═══ Records supplied

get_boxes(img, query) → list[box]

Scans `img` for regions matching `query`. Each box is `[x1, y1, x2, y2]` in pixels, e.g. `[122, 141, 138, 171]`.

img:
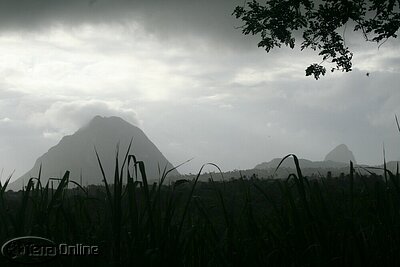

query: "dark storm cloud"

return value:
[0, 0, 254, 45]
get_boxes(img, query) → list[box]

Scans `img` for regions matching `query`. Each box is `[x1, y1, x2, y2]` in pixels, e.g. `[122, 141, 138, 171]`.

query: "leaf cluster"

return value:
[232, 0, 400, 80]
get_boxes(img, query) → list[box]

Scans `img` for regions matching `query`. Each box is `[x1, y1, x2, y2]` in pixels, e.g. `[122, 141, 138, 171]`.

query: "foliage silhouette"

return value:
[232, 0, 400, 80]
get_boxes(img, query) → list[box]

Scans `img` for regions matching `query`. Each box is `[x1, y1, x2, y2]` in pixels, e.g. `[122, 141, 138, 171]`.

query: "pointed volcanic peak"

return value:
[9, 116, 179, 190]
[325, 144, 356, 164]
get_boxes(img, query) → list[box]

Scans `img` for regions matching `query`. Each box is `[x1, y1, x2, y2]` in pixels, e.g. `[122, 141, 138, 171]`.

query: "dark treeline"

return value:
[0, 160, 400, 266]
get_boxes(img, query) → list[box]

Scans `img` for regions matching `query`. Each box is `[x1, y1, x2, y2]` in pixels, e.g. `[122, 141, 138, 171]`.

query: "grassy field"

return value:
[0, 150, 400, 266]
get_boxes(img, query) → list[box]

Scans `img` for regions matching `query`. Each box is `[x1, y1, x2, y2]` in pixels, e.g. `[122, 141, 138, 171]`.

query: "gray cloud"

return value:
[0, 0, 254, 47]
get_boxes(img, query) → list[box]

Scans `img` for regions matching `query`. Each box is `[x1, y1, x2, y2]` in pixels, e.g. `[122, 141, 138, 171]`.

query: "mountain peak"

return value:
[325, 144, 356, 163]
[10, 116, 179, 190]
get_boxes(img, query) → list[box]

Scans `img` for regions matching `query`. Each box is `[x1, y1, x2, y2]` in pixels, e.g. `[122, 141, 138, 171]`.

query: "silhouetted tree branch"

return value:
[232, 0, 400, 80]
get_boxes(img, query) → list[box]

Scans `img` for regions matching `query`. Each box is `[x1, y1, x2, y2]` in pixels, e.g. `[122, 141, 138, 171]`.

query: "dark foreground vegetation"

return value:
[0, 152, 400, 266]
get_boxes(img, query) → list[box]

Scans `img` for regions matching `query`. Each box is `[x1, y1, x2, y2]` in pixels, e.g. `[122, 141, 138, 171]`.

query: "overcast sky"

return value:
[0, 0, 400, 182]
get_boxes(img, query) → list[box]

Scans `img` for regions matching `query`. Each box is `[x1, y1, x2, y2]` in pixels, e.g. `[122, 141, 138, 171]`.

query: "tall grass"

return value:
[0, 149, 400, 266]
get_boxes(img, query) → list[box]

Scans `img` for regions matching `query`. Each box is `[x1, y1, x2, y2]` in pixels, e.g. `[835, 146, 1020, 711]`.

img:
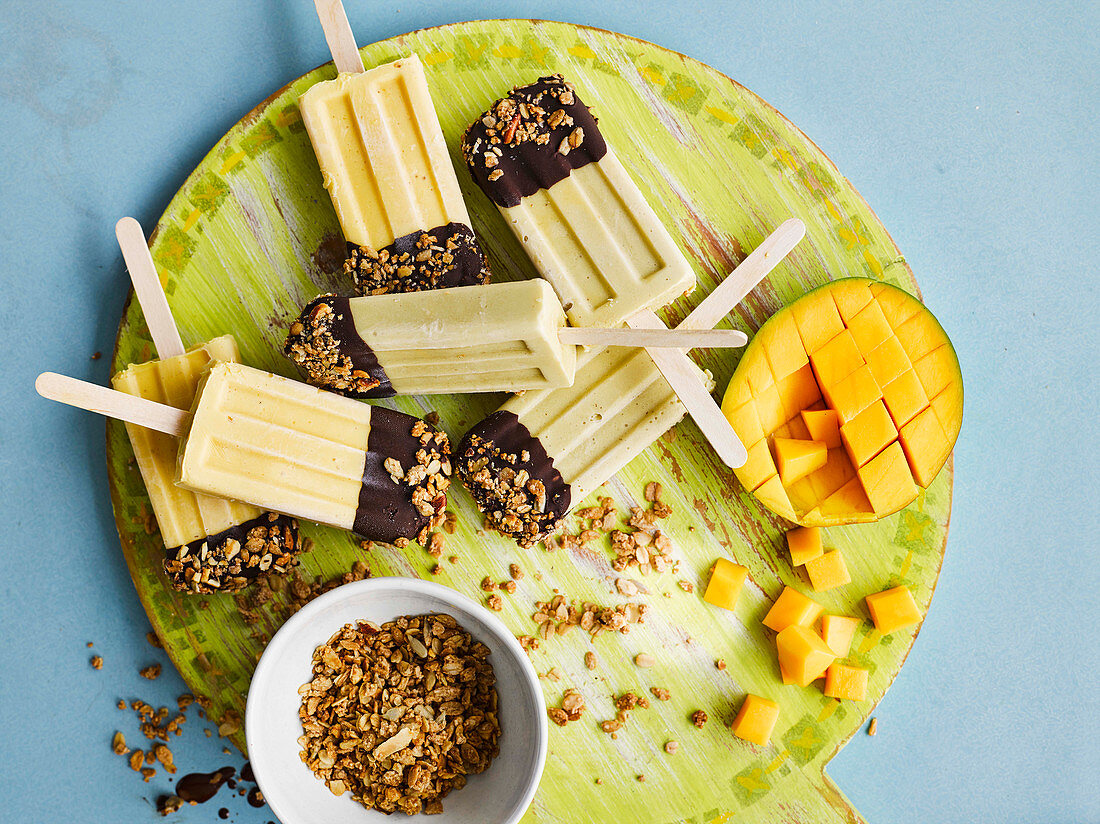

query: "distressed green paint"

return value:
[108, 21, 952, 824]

══════
═══ Records supplied

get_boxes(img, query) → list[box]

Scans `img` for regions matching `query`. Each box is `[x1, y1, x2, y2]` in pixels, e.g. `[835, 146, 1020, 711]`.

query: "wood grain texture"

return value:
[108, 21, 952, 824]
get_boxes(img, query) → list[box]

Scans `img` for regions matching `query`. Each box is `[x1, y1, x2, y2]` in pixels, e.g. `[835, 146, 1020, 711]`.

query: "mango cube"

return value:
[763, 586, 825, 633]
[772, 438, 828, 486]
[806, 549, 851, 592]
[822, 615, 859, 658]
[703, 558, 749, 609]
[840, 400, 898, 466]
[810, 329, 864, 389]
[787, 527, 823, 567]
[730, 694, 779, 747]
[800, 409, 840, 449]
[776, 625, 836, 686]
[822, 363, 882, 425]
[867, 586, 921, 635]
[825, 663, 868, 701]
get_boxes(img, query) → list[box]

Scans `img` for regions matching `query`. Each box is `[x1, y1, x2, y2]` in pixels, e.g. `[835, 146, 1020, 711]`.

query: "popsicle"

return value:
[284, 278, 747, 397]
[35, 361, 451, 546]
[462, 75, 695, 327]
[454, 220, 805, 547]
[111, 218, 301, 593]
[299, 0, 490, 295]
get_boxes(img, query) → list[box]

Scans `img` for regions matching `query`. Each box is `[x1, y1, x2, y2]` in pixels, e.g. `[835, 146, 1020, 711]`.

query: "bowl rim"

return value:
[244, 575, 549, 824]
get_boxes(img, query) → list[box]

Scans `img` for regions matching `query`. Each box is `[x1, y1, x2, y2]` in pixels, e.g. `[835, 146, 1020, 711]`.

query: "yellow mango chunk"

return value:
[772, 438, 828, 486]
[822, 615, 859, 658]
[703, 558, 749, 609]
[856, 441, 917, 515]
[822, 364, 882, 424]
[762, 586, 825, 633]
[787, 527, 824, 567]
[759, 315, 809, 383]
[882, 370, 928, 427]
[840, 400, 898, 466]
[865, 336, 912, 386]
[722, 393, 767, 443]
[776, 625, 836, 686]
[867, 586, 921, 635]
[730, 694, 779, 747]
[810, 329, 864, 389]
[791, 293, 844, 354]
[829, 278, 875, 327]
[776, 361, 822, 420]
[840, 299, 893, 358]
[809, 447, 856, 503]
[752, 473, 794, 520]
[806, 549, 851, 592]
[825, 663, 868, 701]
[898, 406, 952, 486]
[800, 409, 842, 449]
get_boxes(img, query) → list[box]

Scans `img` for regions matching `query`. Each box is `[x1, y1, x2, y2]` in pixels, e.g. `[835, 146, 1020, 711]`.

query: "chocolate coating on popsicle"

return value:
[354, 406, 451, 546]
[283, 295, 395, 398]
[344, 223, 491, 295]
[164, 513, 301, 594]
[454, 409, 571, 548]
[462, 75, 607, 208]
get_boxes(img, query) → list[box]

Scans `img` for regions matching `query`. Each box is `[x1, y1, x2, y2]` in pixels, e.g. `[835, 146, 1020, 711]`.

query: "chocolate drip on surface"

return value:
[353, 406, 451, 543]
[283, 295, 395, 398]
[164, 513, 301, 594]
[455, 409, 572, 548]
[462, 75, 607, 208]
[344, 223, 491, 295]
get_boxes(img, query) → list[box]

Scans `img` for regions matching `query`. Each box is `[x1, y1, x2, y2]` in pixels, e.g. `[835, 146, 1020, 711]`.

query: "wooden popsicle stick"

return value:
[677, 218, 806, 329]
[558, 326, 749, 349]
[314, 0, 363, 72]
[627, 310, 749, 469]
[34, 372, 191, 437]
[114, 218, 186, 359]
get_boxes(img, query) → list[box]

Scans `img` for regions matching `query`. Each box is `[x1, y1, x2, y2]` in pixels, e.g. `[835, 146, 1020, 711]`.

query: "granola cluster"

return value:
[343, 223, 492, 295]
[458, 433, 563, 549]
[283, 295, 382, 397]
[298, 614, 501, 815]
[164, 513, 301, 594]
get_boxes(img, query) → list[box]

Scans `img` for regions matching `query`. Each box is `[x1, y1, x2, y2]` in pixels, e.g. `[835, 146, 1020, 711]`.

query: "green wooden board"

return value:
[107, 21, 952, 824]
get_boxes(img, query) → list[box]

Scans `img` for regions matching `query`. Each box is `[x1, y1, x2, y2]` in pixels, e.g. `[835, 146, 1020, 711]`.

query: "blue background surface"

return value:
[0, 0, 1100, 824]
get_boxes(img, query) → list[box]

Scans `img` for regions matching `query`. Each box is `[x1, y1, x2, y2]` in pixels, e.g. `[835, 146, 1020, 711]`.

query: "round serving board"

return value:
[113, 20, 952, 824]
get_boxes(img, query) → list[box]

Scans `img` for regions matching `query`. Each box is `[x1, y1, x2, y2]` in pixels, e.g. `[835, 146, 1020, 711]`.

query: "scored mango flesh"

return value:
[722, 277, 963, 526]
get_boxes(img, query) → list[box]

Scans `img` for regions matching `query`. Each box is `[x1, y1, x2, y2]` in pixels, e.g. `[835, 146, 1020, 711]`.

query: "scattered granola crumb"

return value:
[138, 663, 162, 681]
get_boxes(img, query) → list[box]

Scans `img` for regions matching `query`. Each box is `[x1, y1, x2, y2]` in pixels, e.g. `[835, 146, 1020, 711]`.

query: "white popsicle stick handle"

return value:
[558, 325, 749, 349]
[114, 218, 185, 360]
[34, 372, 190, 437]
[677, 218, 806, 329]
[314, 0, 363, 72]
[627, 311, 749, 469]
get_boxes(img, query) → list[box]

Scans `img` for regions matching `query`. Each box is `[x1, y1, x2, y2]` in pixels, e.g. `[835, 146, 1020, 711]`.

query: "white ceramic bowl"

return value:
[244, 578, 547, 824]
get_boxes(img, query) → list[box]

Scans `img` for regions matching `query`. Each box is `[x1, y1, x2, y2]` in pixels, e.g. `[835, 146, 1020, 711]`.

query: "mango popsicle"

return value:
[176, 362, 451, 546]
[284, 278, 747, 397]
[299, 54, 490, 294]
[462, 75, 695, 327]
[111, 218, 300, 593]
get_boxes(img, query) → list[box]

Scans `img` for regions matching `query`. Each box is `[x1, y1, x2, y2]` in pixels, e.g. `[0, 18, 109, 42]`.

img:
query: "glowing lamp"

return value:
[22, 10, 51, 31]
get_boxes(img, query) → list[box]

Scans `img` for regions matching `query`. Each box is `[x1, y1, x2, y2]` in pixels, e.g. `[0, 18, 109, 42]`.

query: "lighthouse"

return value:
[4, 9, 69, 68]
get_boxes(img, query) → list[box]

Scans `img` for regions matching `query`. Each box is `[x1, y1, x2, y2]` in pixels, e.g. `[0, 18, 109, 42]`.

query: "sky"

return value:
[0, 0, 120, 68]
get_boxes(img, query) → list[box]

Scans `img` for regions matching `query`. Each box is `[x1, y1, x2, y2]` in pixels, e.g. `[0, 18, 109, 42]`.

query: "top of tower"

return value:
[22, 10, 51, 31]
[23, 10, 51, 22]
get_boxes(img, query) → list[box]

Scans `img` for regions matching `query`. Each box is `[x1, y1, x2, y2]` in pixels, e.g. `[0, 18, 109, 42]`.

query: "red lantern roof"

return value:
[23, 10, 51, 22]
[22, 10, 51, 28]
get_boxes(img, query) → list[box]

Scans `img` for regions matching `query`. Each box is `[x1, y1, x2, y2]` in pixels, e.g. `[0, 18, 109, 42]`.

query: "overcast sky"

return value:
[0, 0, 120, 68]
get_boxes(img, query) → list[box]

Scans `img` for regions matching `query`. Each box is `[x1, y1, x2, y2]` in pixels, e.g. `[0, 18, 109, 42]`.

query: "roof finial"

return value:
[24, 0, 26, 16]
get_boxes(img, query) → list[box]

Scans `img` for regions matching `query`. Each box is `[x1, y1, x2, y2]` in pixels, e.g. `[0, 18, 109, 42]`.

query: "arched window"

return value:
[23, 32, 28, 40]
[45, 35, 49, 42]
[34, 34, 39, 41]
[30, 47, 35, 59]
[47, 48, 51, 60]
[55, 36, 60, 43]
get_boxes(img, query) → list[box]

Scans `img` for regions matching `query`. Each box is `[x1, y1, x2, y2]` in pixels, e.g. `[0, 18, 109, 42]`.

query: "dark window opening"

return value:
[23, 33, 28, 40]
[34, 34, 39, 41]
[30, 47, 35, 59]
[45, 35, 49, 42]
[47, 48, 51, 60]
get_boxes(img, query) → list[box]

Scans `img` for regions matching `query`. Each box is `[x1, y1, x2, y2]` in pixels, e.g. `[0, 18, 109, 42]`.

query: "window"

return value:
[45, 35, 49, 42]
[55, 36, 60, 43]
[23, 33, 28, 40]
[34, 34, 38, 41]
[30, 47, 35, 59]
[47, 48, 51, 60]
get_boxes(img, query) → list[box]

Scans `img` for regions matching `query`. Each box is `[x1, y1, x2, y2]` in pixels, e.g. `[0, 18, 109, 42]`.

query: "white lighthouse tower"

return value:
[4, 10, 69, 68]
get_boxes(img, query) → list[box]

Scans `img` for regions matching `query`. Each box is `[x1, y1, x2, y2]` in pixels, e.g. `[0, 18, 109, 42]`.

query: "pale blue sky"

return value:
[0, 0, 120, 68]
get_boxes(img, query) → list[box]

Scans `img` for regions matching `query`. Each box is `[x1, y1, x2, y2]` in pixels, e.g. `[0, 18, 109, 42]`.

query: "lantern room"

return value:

══════

Objective: Copy out each line of the listing above that contains the word "dark".

Worked solution:
query: "dark storm cloud"
query: "dark treeline"
query: "dark foreground vegetation"
query: "dark window opening"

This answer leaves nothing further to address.